What is being asked - Starting with the line that contains "Task: locate the dark blue locker top.", reproduce each line through the end of the entries exactly as written.

Point-per-instance localization data -
——

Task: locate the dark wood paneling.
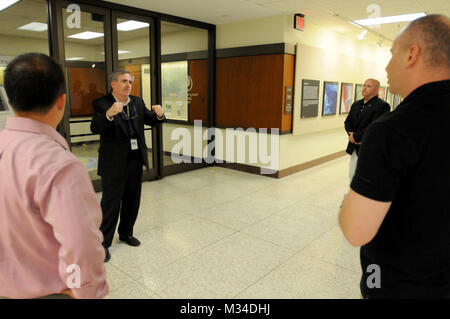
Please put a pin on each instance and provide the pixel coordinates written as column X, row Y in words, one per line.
column 86, row 85
column 232, row 91
column 198, row 108
column 250, row 91
column 288, row 80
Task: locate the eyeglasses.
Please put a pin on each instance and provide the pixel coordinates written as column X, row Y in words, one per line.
column 129, row 114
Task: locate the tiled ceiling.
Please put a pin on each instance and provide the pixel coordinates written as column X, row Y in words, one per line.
column 319, row 12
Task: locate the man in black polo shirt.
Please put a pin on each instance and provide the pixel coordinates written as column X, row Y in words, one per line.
column 362, row 113
column 398, row 207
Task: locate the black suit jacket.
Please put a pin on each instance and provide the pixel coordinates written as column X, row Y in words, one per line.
column 114, row 135
column 358, row 119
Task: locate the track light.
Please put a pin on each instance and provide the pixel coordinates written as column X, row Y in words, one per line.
column 362, row 35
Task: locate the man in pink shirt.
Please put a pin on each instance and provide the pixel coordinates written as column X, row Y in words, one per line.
column 50, row 243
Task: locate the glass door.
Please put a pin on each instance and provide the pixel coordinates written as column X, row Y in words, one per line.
column 134, row 50
column 93, row 43
column 87, row 61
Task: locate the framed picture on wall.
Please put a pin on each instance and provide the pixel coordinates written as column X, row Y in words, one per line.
column 310, row 98
column 397, row 101
column 346, row 97
column 382, row 93
column 358, row 92
column 330, row 98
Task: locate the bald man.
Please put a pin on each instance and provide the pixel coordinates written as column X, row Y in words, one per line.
column 397, row 208
column 362, row 113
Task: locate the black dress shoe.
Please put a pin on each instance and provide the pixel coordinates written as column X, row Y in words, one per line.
column 107, row 255
column 130, row 240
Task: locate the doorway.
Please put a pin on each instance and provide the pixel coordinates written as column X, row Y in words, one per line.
column 90, row 42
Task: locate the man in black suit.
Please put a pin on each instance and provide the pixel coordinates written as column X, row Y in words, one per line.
column 362, row 113
column 119, row 118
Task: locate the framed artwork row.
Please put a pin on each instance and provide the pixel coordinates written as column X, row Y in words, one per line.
column 349, row 93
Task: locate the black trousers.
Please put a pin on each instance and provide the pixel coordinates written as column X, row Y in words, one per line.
column 121, row 197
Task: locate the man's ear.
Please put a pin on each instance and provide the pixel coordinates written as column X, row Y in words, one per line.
column 61, row 101
column 412, row 55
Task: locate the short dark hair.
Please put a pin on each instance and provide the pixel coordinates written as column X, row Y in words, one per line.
column 432, row 32
column 33, row 82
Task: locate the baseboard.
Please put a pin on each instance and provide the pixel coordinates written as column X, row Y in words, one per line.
column 318, row 161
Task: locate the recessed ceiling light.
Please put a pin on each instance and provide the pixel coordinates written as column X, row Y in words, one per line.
column 34, row 26
column 131, row 25
column 87, row 35
column 7, row 3
column 119, row 52
column 362, row 35
column 391, row 19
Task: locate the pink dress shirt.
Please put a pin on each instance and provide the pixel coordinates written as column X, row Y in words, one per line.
column 49, row 216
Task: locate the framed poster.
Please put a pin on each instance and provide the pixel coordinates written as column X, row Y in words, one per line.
column 310, row 98
column 329, row 102
column 174, row 89
column 346, row 97
column 358, row 92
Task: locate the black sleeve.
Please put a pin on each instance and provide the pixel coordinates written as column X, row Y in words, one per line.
column 99, row 121
column 383, row 159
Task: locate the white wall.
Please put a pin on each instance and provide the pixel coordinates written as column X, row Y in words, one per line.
column 322, row 55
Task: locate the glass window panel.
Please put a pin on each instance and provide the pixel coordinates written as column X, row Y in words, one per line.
column 184, row 77
column 86, row 81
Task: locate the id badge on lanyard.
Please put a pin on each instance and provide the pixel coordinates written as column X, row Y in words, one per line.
column 134, row 145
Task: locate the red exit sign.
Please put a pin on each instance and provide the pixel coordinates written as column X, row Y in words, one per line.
column 299, row 21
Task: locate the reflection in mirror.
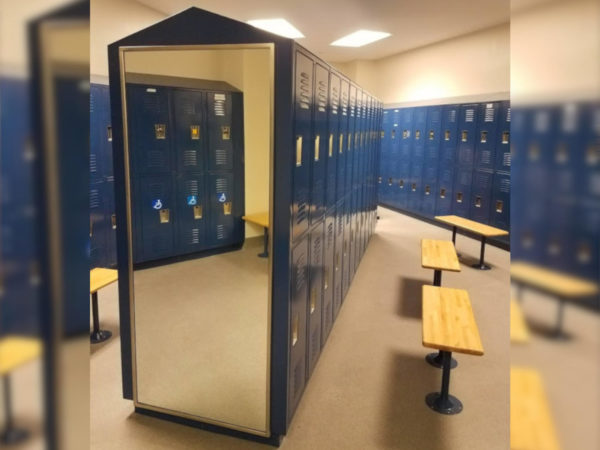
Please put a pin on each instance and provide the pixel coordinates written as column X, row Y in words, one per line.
column 199, row 144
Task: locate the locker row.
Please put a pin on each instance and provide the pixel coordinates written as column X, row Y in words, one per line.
column 186, row 148
column 336, row 145
column 450, row 159
column 556, row 216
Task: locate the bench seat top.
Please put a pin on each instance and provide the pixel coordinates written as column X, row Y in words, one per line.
column 448, row 321
column 439, row 255
column 471, row 225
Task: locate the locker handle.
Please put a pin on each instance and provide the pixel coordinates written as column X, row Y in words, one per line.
column 294, row 330
column 298, row 151
column 164, row 215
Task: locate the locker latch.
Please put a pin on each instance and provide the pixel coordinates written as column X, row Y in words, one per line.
column 298, row 151
column 164, row 215
column 225, row 133
column 160, row 131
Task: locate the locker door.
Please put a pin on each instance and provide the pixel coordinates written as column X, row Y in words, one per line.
column 481, row 193
column 315, row 300
column 157, row 215
column 500, row 204
column 467, row 129
column 192, row 213
column 189, row 111
column 338, row 258
column 485, row 142
column 503, row 139
column 225, row 226
column 318, row 158
column 462, row 192
column 297, row 335
column 149, row 129
column 328, row 273
column 342, row 140
column 449, row 136
column 332, row 141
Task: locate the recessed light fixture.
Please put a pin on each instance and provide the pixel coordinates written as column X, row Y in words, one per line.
column 280, row 27
column 360, row 38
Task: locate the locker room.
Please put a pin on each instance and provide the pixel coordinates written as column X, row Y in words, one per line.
column 279, row 212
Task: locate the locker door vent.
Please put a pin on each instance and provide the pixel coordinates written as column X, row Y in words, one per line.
column 190, row 158
column 219, row 104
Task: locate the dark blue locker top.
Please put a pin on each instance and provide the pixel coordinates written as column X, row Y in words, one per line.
column 487, row 129
column 189, row 109
column 503, row 147
column 150, row 129
column 302, row 144
column 467, row 129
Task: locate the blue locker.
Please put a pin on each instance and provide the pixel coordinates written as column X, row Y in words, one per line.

——

Output of the exercise -
Task: locate the dark blue locker top.
Please put a pin on each instance and provide the pixel coordinates written as column X, row Y in words, one per line.
column 487, row 129
column 189, row 109
column 503, row 147
column 150, row 129
column 302, row 144
column 467, row 129
Task: locate the blue locker.
Please put a pin on each instance and provide the pixel coordinates written as column X, row Y in words, one per line.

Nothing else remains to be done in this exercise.